Data Start Marker

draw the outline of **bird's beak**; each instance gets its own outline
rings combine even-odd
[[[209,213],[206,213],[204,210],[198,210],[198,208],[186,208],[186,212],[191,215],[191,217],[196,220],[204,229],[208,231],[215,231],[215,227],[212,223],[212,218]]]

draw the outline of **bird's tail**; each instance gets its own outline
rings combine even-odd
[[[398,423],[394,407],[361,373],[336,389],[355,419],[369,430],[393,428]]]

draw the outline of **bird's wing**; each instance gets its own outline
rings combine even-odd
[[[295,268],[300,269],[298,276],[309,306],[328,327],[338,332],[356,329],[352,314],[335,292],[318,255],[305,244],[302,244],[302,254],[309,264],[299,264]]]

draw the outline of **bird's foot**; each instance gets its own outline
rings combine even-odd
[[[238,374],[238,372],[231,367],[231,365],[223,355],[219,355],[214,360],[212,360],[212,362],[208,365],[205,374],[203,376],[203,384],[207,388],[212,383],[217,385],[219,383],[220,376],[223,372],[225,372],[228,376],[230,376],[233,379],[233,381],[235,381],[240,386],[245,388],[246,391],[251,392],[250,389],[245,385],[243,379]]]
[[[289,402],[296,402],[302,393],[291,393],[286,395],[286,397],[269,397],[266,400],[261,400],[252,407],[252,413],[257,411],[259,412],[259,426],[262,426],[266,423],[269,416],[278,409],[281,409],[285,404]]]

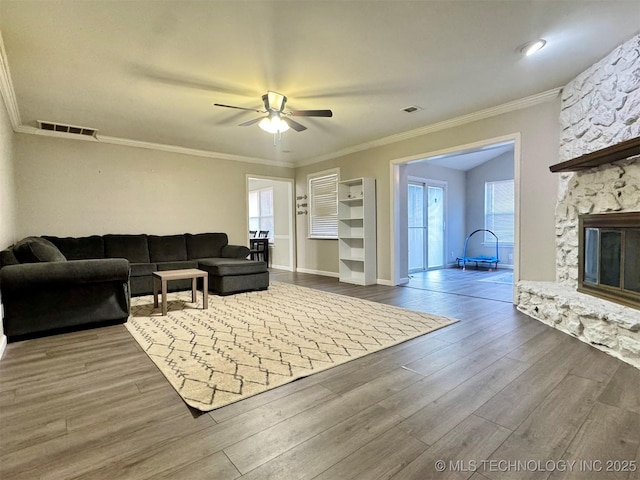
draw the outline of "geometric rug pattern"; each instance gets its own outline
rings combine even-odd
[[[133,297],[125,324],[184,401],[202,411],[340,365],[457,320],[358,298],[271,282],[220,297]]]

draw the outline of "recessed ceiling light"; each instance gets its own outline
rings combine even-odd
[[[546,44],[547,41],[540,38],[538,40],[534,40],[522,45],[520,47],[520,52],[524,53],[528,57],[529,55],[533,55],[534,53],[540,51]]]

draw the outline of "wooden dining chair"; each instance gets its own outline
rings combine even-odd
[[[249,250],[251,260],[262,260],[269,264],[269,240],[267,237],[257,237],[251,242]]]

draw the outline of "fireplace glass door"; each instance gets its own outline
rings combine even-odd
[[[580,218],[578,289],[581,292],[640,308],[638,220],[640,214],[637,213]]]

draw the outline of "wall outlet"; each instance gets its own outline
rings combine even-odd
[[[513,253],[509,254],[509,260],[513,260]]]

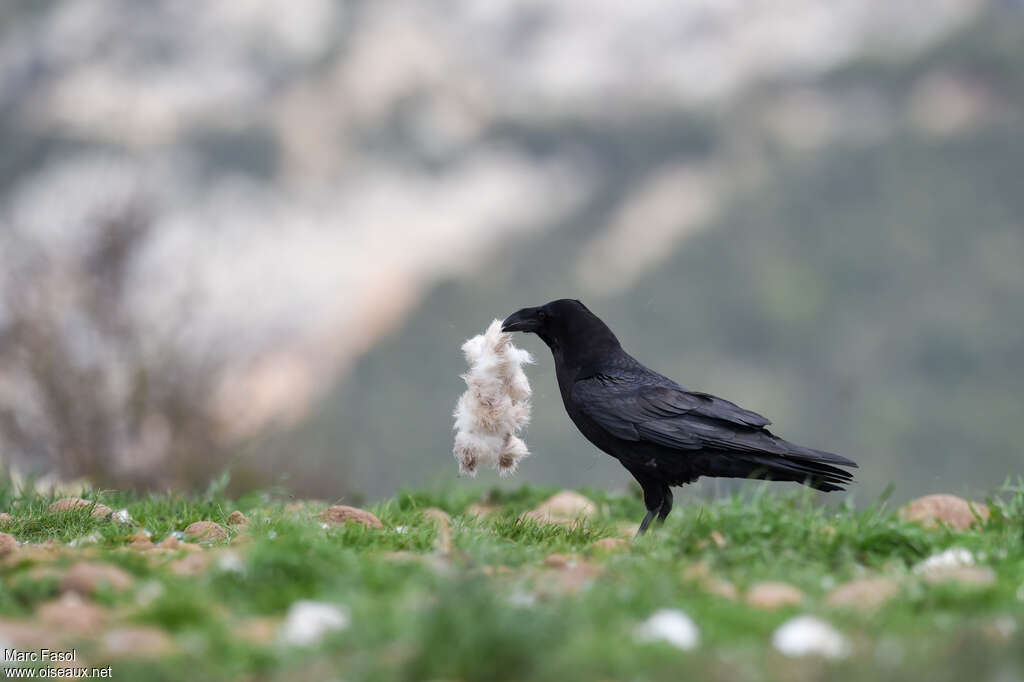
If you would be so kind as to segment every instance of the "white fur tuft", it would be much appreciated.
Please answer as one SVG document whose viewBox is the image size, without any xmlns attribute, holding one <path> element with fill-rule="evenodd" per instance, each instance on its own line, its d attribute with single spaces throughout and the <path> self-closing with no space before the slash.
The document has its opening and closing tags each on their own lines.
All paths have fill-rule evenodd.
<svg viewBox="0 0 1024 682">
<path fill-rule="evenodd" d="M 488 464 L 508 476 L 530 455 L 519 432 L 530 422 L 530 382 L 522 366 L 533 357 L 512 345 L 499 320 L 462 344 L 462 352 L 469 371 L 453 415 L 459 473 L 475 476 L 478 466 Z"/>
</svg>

Data End Marker
Data Start Marker

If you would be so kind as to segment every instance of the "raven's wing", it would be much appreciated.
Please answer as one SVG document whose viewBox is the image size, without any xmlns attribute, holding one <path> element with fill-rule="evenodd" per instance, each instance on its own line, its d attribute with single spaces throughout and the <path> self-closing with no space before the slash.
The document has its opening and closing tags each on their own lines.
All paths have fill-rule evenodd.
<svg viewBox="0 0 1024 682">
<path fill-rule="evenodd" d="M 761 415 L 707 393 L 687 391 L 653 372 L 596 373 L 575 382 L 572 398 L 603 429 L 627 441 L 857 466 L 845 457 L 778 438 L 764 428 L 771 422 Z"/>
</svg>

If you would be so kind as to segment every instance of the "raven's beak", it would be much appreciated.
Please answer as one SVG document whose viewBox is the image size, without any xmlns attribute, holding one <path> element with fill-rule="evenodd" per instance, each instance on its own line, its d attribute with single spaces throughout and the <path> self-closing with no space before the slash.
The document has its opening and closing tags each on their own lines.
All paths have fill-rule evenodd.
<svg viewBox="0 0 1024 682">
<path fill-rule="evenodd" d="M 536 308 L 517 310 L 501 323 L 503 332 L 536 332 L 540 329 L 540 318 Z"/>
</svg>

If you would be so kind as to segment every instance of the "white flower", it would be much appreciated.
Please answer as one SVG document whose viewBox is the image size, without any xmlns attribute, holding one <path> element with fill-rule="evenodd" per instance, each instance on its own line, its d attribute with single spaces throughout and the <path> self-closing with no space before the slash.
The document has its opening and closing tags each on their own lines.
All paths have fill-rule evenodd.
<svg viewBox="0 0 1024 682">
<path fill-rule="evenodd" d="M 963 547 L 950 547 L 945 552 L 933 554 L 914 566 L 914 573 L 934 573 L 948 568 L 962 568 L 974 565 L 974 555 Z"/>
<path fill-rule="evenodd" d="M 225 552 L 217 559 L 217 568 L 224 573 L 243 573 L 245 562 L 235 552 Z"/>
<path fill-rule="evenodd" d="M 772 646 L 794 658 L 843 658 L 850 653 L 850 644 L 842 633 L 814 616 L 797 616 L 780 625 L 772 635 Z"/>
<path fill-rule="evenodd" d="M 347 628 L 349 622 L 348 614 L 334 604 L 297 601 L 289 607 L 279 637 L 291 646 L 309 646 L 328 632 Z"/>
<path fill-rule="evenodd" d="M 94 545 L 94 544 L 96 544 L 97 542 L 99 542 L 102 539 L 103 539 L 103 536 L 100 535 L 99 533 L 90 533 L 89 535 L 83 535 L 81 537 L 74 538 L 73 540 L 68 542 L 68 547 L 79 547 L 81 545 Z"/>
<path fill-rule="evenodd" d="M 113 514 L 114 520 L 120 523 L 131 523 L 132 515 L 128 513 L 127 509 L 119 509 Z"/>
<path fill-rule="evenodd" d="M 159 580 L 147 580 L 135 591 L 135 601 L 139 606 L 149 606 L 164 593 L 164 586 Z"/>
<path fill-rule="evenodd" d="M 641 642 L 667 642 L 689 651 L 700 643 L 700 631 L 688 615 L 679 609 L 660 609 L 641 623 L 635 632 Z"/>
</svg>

Data End Marker

● **Problem details**
Search the data for the string "white" and copy out every line where it is found.

● **Output below**
If you would be so kind as to segment every instance of the "white fur tuft", it would be much appreciated.
If you would be so kind as to segment every instance of the "white flower", it would be much appreciated.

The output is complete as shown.